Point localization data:
····················

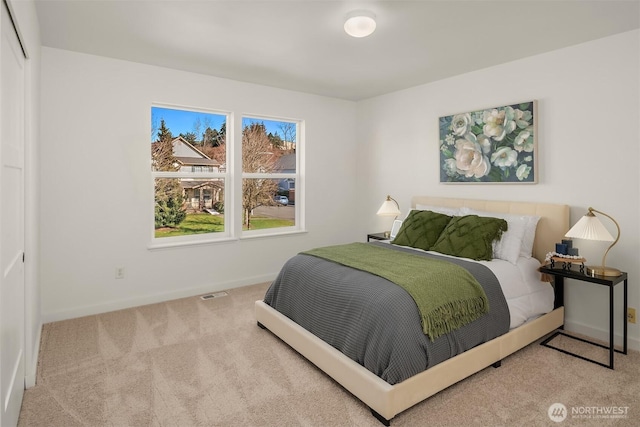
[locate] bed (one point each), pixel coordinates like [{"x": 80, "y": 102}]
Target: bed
[{"x": 387, "y": 399}]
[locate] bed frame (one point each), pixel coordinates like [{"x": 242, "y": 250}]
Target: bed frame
[{"x": 386, "y": 400}]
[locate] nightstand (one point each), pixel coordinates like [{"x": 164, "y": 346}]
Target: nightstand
[
  {"x": 559, "y": 276},
  {"x": 377, "y": 236}
]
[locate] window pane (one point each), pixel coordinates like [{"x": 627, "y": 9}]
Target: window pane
[
  {"x": 186, "y": 206},
  {"x": 187, "y": 141},
  {"x": 268, "y": 146},
  {"x": 267, "y": 203}
]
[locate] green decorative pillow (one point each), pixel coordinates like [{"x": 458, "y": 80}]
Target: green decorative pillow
[
  {"x": 470, "y": 236},
  {"x": 421, "y": 229}
]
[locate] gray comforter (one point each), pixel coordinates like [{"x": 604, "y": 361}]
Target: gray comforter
[{"x": 375, "y": 322}]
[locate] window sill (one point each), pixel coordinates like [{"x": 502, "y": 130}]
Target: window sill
[
  {"x": 272, "y": 234},
  {"x": 168, "y": 245}
]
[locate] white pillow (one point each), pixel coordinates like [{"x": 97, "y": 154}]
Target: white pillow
[
  {"x": 529, "y": 236},
  {"x": 510, "y": 244},
  {"x": 439, "y": 209}
]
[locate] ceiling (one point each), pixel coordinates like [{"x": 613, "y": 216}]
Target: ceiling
[{"x": 301, "y": 45}]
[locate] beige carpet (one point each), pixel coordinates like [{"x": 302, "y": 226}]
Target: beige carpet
[{"x": 190, "y": 362}]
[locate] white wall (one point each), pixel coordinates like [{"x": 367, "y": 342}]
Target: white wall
[
  {"x": 588, "y": 151},
  {"x": 97, "y": 199}
]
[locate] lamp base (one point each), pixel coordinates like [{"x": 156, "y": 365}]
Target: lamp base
[{"x": 603, "y": 271}]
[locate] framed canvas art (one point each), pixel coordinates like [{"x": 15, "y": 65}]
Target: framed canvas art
[{"x": 494, "y": 145}]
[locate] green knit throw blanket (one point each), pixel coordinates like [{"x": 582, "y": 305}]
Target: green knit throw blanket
[{"x": 447, "y": 295}]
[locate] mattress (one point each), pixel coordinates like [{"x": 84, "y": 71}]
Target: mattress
[{"x": 375, "y": 322}]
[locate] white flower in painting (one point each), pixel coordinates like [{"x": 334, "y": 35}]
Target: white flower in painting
[
  {"x": 524, "y": 141},
  {"x": 450, "y": 167},
  {"x": 499, "y": 123},
  {"x": 504, "y": 157},
  {"x": 485, "y": 143},
  {"x": 523, "y": 172},
  {"x": 523, "y": 118},
  {"x": 470, "y": 160},
  {"x": 460, "y": 124}
]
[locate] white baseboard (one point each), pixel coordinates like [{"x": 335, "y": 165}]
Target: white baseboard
[
  {"x": 633, "y": 343},
  {"x": 32, "y": 365},
  {"x": 152, "y": 298}
]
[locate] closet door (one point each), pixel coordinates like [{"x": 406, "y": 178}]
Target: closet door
[{"x": 12, "y": 296}]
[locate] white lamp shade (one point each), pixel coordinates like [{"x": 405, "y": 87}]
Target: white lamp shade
[
  {"x": 389, "y": 208},
  {"x": 590, "y": 228},
  {"x": 360, "y": 23}
]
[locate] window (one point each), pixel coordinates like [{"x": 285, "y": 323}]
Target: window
[
  {"x": 192, "y": 173},
  {"x": 188, "y": 163},
  {"x": 269, "y": 173}
]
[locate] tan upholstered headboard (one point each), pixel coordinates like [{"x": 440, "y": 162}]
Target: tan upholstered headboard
[{"x": 553, "y": 224}]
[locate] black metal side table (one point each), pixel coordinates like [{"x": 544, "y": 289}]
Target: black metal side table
[{"x": 559, "y": 276}]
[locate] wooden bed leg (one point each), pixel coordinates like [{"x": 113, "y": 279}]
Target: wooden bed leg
[{"x": 380, "y": 418}]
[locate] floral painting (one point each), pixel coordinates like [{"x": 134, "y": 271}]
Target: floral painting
[{"x": 494, "y": 145}]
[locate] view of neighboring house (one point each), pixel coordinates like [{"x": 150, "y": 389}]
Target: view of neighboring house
[
  {"x": 199, "y": 194},
  {"x": 287, "y": 186}
]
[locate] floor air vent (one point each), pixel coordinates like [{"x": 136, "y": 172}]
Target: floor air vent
[{"x": 214, "y": 295}]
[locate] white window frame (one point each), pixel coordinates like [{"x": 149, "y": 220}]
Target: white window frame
[
  {"x": 226, "y": 175},
  {"x": 299, "y": 222}
]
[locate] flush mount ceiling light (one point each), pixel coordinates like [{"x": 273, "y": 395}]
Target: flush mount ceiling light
[{"x": 360, "y": 23}]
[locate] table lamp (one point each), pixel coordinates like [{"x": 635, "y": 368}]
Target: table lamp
[
  {"x": 590, "y": 228},
  {"x": 389, "y": 208}
]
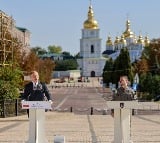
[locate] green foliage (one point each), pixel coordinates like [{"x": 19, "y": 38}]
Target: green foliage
[
  {"x": 150, "y": 84},
  {"x": 10, "y": 82},
  {"x": 54, "y": 49}
]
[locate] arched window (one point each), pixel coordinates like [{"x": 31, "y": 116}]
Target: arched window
[{"x": 92, "y": 49}]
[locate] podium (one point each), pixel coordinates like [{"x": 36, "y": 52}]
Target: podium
[
  {"x": 36, "y": 120},
  {"x": 122, "y": 117}
]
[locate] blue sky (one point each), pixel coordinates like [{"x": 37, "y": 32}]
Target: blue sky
[{"x": 59, "y": 22}]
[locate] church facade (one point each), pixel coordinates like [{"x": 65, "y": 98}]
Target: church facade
[
  {"x": 134, "y": 44},
  {"x": 91, "y": 61}
]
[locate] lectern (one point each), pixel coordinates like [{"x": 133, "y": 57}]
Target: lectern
[
  {"x": 122, "y": 114},
  {"x": 36, "y": 120}
]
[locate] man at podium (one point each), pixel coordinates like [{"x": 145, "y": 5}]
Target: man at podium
[
  {"x": 36, "y": 90},
  {"x": 124, "y": 92}
]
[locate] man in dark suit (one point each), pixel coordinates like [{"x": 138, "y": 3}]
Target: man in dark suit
[{"x": 36, "y": 90}]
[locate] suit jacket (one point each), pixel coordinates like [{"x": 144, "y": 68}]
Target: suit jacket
[
  {"x": 124, "y": 94},
  {"x": 36, "y": 93}
]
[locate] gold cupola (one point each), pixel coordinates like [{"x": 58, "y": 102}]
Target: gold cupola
[
  {"x": 128, "y": 33},
  {"x": 146, "y": 41},
  {"x": 140, "y": 39},
  {"x": 109, "y": 41},
  {"x": 122, "y": 40},
  {"x": 90, "y": 23}
]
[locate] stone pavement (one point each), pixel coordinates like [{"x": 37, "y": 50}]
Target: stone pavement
[{"x": 81, "y": 128}]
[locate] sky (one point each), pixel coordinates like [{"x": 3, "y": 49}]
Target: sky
[{"x": 59, "y": 22}]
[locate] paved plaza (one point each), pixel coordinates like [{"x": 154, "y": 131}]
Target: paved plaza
[{"x": 80, "y": 128}]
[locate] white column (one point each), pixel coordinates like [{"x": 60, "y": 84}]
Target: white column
[
  {"x": 36, "y": 126},
  {"x": 117, "y": 126}
]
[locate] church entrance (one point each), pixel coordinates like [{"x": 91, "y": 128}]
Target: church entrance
[{"x": 92, "y": 73}]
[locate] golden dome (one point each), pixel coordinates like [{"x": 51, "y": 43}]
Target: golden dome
[
  {"x": 117, "y": 40},
  {"x": 146, "y": 41},
  {"x": 109, "y": 41},
  {"x": 90, "y": 23},
  {"x": 128, "y": 33},
  {"x": 140, "y": 39}
]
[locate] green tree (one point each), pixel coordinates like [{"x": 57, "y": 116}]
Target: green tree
[
  {"x": 10, "y": 82},
  {"x": 54, "y": 49}
]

····················

### Activity
Leave out all pictures and output each line exactly, from the top of the records through the line that holds "[locate] window pane".

### Problem solution
[locate] bed (one point each), pixel coordinates like [{"x": 80, "y": 102}]
Target: bed
[{"x": 387, "y": 399}]
[locate] bed frame (one point each), pixel coordinates like [{"x": 242, "y": 250}]
Target: bed frame
[{"x": 386, "y": 400}]
[locate] nightstand (one point each), pixel coordinates like [{"x": 164, "y": 346}]
Target: nightstand
[
  {"x": 559, "y": 276},
  {"x": 377, "y": 236}
]
[locate] window pane (one point each), pixel coordinates like [{"x": 627, "y": 9}]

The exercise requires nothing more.